What to do:
Your answer must be an exact transcription of the lines from the line with "Expected behaviour: for every instance of the picture" through the final line of the data.

Records to use:

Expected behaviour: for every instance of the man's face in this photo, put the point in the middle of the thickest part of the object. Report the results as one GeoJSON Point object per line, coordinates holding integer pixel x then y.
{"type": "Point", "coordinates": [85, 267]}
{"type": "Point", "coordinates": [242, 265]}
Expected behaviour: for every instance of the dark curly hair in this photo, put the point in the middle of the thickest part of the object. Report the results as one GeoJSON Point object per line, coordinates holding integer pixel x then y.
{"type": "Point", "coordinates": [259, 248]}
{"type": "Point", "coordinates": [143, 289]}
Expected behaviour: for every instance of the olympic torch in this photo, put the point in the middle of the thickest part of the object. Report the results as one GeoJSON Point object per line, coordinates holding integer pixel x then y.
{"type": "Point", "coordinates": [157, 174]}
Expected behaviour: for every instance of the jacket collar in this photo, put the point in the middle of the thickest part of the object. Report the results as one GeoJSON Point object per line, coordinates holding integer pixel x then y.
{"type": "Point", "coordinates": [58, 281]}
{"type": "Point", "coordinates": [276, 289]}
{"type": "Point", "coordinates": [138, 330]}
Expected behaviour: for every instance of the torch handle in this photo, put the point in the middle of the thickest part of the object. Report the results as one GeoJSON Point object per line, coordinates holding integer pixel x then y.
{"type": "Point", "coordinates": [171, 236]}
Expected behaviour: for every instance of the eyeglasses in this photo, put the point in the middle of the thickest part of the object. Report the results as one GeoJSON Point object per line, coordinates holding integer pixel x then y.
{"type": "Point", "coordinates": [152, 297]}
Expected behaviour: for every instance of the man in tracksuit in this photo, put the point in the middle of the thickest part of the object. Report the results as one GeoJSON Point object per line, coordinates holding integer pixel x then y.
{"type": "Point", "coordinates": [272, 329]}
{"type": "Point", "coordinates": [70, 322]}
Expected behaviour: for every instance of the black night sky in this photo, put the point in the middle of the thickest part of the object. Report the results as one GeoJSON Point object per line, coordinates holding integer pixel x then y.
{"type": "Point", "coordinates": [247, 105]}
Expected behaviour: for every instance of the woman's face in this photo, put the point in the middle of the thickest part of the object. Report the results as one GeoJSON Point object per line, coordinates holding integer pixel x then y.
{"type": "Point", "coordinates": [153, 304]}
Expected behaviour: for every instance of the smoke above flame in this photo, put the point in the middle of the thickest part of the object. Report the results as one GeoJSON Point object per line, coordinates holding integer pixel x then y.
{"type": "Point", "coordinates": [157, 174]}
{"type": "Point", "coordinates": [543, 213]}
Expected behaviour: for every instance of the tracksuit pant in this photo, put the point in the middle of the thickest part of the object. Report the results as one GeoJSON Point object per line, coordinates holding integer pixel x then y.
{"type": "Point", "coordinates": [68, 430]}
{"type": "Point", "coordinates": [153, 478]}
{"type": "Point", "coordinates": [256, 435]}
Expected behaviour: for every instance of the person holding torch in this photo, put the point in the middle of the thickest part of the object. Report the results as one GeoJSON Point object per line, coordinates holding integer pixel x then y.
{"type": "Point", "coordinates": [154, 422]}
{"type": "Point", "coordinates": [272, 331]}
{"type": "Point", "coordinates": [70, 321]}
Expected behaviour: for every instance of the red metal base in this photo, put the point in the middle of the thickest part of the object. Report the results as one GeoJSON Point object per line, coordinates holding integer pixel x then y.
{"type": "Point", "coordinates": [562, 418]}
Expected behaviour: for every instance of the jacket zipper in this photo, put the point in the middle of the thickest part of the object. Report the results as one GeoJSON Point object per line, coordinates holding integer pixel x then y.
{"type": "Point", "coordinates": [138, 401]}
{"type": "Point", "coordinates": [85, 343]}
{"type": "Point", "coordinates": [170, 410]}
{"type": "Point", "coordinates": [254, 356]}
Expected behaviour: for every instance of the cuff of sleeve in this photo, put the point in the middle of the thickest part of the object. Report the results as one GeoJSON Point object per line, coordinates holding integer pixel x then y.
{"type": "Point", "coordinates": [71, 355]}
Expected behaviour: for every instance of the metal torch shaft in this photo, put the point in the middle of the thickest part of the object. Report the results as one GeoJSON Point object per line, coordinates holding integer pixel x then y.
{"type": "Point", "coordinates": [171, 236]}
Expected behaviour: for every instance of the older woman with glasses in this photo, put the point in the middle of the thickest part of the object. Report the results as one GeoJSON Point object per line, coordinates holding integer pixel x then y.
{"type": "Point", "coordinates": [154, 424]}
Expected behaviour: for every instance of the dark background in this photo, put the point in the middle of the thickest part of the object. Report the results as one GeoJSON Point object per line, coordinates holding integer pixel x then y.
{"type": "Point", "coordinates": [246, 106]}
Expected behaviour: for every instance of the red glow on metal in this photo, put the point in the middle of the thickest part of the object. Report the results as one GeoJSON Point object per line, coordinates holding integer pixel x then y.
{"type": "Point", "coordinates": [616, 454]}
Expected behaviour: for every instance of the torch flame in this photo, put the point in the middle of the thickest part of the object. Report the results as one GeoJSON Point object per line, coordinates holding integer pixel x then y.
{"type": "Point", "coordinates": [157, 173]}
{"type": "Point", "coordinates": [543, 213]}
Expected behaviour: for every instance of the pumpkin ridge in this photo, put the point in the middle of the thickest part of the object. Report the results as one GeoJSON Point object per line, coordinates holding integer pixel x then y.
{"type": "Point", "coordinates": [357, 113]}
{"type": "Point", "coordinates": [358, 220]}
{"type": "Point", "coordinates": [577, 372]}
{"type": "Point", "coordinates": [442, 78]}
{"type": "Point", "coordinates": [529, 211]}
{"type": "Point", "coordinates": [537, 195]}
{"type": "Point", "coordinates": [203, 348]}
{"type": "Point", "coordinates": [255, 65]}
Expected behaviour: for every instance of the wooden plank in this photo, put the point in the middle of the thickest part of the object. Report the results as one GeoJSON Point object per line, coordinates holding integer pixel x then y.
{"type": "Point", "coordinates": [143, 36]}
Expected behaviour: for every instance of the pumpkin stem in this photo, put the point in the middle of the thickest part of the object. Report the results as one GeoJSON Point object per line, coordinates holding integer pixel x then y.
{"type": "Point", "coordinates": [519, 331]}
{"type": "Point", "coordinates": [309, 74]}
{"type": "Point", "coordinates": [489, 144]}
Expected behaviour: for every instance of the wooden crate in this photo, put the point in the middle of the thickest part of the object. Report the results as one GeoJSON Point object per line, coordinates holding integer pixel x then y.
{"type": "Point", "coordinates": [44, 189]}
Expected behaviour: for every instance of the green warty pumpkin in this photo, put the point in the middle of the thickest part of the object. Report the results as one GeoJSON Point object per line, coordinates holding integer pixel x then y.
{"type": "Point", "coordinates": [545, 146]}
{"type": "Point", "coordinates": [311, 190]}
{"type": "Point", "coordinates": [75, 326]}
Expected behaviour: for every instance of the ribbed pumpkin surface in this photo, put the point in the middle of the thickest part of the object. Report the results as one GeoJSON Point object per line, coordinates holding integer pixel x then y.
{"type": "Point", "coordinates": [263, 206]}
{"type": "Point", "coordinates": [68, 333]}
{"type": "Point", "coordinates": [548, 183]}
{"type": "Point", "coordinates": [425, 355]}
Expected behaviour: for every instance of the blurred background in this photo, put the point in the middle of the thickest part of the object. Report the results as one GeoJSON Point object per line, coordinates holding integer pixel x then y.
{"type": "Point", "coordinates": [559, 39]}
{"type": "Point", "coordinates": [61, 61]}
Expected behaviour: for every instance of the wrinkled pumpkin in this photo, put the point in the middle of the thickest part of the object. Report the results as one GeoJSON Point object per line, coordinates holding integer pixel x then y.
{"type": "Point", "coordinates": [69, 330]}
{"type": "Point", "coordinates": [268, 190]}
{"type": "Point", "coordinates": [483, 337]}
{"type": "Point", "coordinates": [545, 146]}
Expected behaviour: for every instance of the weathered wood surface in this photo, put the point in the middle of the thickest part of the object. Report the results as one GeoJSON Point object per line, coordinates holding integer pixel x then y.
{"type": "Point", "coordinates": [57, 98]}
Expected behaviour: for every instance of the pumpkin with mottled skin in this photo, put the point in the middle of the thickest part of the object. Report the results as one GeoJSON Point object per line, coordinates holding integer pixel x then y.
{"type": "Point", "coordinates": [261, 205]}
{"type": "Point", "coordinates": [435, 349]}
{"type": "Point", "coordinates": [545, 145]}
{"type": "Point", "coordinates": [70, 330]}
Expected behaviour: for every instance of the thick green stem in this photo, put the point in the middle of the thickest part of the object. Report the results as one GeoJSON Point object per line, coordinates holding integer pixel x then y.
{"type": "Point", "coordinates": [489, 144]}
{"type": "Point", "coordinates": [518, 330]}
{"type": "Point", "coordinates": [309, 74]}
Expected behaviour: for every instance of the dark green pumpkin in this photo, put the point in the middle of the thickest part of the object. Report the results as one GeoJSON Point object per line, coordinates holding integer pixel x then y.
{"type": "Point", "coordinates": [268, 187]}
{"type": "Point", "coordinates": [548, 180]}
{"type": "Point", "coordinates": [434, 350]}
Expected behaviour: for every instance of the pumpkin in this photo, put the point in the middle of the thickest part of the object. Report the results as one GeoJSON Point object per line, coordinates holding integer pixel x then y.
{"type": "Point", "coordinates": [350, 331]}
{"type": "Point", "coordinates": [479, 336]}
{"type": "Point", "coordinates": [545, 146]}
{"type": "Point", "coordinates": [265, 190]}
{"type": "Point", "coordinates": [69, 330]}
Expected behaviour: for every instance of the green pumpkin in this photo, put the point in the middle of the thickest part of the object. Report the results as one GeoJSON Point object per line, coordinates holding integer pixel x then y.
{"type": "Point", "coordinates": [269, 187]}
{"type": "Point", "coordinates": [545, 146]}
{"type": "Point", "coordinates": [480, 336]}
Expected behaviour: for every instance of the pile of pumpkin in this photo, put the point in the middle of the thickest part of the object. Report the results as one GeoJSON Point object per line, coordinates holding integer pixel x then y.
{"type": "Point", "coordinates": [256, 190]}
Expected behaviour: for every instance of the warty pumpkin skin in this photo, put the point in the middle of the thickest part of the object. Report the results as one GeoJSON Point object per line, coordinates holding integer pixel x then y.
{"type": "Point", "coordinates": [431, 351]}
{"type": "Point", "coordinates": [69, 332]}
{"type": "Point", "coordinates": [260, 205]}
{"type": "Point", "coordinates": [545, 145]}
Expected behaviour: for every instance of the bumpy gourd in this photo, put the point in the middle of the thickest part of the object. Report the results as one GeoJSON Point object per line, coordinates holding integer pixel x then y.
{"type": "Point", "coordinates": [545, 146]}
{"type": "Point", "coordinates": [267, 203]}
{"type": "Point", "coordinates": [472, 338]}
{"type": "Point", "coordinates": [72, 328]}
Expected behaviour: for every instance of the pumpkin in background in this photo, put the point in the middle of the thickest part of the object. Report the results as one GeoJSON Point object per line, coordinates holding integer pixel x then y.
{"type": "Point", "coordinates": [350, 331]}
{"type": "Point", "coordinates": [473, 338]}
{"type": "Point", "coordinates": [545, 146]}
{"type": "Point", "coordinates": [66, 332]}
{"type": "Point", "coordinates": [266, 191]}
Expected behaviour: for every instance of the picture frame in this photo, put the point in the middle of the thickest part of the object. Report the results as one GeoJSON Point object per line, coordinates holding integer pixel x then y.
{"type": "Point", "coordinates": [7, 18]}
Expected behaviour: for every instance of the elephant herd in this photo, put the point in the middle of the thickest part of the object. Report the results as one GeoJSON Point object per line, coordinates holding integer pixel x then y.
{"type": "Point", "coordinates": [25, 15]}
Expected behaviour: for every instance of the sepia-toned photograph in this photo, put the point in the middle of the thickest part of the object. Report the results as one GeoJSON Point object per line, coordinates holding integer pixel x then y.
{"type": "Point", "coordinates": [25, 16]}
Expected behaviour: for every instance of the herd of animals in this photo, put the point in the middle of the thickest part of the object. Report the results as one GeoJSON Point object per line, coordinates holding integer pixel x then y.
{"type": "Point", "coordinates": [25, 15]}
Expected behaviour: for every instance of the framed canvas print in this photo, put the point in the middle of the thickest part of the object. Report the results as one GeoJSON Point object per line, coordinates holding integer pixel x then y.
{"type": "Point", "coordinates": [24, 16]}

Output of the task:
Expected behaviour: for every instance of the picture frame in this photo, put the point in the middle of the thickest part of the object. Report the results as one GeoJSON Point object per line, coordinates holding integer pixel x then y.
{"type": "Point", "coordinates": [7, 18]}
Expected behaviour: for every instance of the elephant herd in this photo, put the point in the middle of the thickest part of the object. Report the results as one GeoJSON Point object per line, coordinates holding integer pixel x then y.
{"type": "Point", "coordinates": [25, 15]}
Expected behaviour: for every instance of the sepia-toned photograph in this photo, put the point in the middle of the thickest part of the object. Report the results as one GeoJSON Point object per line, coordinates holding integer pixel x then y.
{"type": "Point", "coordinates": [25, 16]}
Expected behaviour: for every instance of the herd of animals in this photo, put the point in the middle of the thickest part of the object. Report the results as one GeoJSON Point object per line, coordinates holding integer pixel x then y.
{"type": "Point", "coordinates": [25, 15]}
Expected behaviour: for every instance of the framed canvas print in this photo, put the point in the middle of the thickest part of the object. Report the results as one GeoJSON Point object per line, coordinates holding integer pixel x then y.
{"type": "Point", "coordinates": [24, 16]}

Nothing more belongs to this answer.